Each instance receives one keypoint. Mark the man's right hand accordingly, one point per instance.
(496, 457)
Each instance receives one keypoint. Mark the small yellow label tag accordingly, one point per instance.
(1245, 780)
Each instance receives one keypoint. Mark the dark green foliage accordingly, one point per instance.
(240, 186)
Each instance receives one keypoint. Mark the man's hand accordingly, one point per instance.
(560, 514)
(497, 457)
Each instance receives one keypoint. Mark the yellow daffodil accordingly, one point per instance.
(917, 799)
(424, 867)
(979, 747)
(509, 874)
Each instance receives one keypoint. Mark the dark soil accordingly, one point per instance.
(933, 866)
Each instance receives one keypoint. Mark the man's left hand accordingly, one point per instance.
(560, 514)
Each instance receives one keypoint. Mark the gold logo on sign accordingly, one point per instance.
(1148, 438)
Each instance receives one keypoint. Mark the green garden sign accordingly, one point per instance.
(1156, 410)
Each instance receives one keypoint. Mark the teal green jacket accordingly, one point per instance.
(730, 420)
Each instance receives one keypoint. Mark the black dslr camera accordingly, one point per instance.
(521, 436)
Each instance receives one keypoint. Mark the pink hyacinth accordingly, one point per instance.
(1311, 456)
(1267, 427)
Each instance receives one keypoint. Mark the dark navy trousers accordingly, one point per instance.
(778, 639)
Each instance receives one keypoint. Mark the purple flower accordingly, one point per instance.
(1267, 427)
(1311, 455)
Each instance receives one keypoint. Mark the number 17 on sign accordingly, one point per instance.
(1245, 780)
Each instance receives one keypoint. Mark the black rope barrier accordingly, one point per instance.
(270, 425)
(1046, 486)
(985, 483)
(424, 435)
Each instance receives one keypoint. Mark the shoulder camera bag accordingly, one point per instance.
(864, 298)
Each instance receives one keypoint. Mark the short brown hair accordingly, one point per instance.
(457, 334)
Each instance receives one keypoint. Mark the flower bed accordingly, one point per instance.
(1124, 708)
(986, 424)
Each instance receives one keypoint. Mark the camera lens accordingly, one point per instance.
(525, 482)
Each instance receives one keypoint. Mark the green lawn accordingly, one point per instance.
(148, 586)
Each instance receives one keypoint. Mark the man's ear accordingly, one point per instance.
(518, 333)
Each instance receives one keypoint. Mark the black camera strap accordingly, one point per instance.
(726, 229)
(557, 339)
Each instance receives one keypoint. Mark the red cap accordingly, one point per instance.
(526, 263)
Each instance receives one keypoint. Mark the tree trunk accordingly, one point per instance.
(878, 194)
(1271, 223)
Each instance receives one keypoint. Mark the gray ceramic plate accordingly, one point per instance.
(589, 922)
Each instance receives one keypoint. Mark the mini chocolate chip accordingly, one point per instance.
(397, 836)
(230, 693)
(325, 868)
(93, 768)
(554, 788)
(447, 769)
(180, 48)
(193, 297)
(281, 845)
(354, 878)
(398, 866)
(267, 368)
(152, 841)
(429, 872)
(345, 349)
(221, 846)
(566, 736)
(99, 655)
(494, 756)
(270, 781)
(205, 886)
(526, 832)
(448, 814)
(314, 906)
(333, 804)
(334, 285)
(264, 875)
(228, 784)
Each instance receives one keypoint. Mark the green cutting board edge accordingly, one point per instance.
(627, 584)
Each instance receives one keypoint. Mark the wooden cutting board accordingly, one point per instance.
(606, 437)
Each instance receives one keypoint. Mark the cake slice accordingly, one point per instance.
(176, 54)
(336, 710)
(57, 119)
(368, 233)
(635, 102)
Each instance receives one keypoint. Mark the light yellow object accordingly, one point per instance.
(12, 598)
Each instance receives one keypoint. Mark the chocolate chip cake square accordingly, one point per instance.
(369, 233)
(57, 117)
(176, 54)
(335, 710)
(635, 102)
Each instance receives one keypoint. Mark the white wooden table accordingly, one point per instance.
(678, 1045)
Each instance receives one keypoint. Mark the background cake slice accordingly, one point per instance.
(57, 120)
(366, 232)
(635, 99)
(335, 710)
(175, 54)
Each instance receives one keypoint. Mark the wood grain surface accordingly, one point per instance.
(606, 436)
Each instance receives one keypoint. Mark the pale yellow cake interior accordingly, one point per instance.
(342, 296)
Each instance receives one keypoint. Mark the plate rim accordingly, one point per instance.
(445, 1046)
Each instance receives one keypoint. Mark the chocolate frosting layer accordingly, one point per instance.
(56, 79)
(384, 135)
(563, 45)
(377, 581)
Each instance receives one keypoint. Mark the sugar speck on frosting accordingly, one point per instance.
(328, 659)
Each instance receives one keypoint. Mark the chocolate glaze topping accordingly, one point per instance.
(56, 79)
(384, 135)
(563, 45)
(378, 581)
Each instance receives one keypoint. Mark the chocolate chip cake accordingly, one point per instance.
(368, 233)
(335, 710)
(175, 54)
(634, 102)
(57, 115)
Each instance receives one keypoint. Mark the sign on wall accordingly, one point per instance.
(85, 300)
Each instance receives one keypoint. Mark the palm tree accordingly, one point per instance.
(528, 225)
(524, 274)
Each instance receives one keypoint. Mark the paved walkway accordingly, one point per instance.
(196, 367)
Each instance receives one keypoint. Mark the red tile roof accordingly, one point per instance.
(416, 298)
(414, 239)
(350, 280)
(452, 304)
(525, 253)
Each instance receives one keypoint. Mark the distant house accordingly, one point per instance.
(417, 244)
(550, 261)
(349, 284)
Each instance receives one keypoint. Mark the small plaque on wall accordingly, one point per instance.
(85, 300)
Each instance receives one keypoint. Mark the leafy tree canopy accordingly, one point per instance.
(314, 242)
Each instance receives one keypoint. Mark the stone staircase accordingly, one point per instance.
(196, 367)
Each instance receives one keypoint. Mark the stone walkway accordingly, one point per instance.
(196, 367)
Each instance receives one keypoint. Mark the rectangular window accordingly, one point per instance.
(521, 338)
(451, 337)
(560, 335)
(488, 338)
+---+
◆ Activity:
Write each record out again exactly.

◆ Answer section:
Each instance receives one keypoint. Mark the man's right hand accordingly, one point per instance.
(496, 457)
Each instance receives one keypoint. Mark the small yellow label tag accordingly, one point per instance.
(1245, 780)
Each instance receives one keypoint. Mark the dark green foliage accordingly, one point per instance.
(240, 186)
Each instance receives one keypoint. Mark the man's hand accordingly, one point per instance.
(560, 514)
(497, 457)
Each instance receives one keypoint. Mark the yellow daffodil accordingly, one point per instance.
(917, 799)
(424, 867)
(979, 747)
(509, 874)
Each instance receives one keypoint. Mark the dark soil accordingly, one point per instance.
(933, 866)
Each instance receives one keypoint. Mark the man's left hand accordingly, one point per instance.
(560, 514)
Each instance receives one keypoint. Mark the gold logo on sign accordingly, one point per instance.
(1148, 438)
Each instance receives one keypoint. Mark the green garden sign accordingly, one point per instance.
(1156, 410)
Each instance receives one keypoint. Mark the teal green jacket accordingly, one point per instance.
(730, 420)
Each instance receives one keypoint. Mark the black dslr camera accordingly, one point per instance.
(521, 436)
Each instance receives one keypoint. Mark the pink hyacinth accordingly, one point per instance.
(1311, 456)
(1267, 427)
Each instance receives one keypoint. Mark the dark navy trousers accordingly, one point per instance.
(778, 639)
Each instance receives one keypoint. Mark the purple flower accordingly, one point per instance.
(1267, 427)
(1311, 455)
Each instance receives one keypoint. Mark the number 17 on sign accordingly, one point per instance.
(1245, 780)
Each instance receives one keypoint. Mark the black rope barrier accordingly, one point per instance.
(270, 425)
(1046, 486)
(985, 483)
(424, 435)
Each instance receives one keypoint. Mark the shoulder camera bag accordingly, one point per instance.
(864, 298)
Each instance receives one keypoint. Mark the short brown hair accordingly, one point per instance.
(457, 334)
Each instance receives one keypoint. Mark the flower bed accordingly, one point per instance.
(1124, 708)
(986, 424)
Each instance receives one keypoint. Mark the camera lens accordingly, one point per instance.
(525, 482)
Each instance receives one keypoint. Mark the green lawn accordingly, one point per instance.
(148, 586)
Each instance receives one keypoint. Mark the man's ear accordingly, one point per instance.
(518, 333)
Each instance receives one keypoint. Mark the black camera strap accordingly, one point per instance.
(726, 229)
(557, 339)
Each instance receives one keypoint. Mark the red cap accordingly, one point per instance.
(526, 263)
Each instance receives one keypoint. Mark the tree trunk accordingly, one point per instance.
(878, 194)
(1271, 223)
Each instance receives one keypoint. Mark the gray ceramic plate accordingly, one point per instance.
(589, 922)
Each instance receives one keypoint. Mark the mini chocolate chip accordingly, one point per instance.
(397, 836)
(230, 693)
(325, 868)
(93, 768)
(554, 788)
(447, 769)
(180, 48)
(193, 297)
(281, 845)
(354, 878)
(398, 866)
(267, 368)
(152, 841)
(429, 872)
(345, 349)
(221, 846)
(566, 736)
(99, 655)
(494, 756)
(270, 781)
(205, 886)
(526, 832)
(448, 814)
(314, 906)
(333, 804)
(334, 285)
(264, 875)
(228, 784)
Each instance receives one keypoint. Mark the green cutting board edge accordingly, one point per instance.
(627, 584)
Each instance receives one keypoint. Mark the wooden cutting board accordingly, one point per instance.
(606, 437)
Each instance receives one keypoint. Mark the cake slice accordingly, one point per instance.
(176, 54)
(336, 710)
(57, 119)
(368, 233)
(635, 102)
Each instance receives one keypoint. Mark the light yellow object accordingly, one point per instance.
(12, 598)
Each instance receives one keypoint. Mark the chocolate chip cake square accordingly, one point per instance.
(369, 233)
(57, 117)
(176, 54)
(335, 710)
(635, 102)
Each instance receives one keypoint. Mark the white wooden table accordingly, one point per instance.
(678, 1045)
Each instance receives one keypoint. Mark the background cake slice accordingly, one point per instance.
(57, 120)
(366, 232)
(635, 99)
(335, 710)
(175, 54)
Each instance receives one keypoint. Mark the wood grain surface accordingly, one point per instance.
(606, 436)
Each instance receives one keypoint. Mark the pale yellow cake interior accordingly, one point per instance.
(342, 296)
Each instance receives one keypoint. Mark the plate rim accordingly, one point per instance.
(445, 1046)
Each instance receives one keypoint. Mark the chocolate frosting layer accordingly, one point per instance.
(56, 79)
(384, 135)
(563, 45)
(377, 581)
Each instance receives one keypoint. Mark the sugar speck on frosting accordingly, one point per instance.
(328, 659)
Each instance receives one keypoint. Mark the chocolate glaze topping accordingly, one point per instance.
(56, 79)
(384, 135)
(563, 45)
(378, 581)
Each instance receives one keypoint. Mark the chocolate chip cake accordingly, one point per instance.
(368, 233)
(335, 710)
(175, 54)
(634, 102)
(57, 115)
Each instance receives one keypoint. Mark the sign on wall accordingly, one point per instance.
(85, 300)
Each instance receives one keypoint. Mark the palm tree accordingly, one point per instance.
(528, 225)
(524, 274)
Each instance receives one keypoint. Mark the paved walkway accordingly, one point per instance.
(196, 367)
Each instance receives one keypoint. Mark the red tile roof accordingly, one point per instance.
(416, 298)
(414, 239)
(350, 280)
(452, 304)
(525, 253)
Each instance receives one keypoint. Mark the distant house accordingly, one point per instance.
(417, 244)
(550, 261)
(349, 284)
Each instance receives one keypoint. Mark the small plaque on wall accordingly, one point per instance.
(85, 300)
Each instance receives one keypoint. Mark the leafy tree canopy accordingly, one point per instance.
(314, 242)
Each instance receives one keypoint. Mark the stone staircase accordingly, one point per instance.
(196, 367)
Each instance receives one keypoint. Mark the stone walkway accordingly, one point per instance.
(196, 367)
Each instance receives one keypoint. Mark the rectangular window accordingly, one point per instance.
(521, 338)
(451, 337)
(560, 335)
(488, 338)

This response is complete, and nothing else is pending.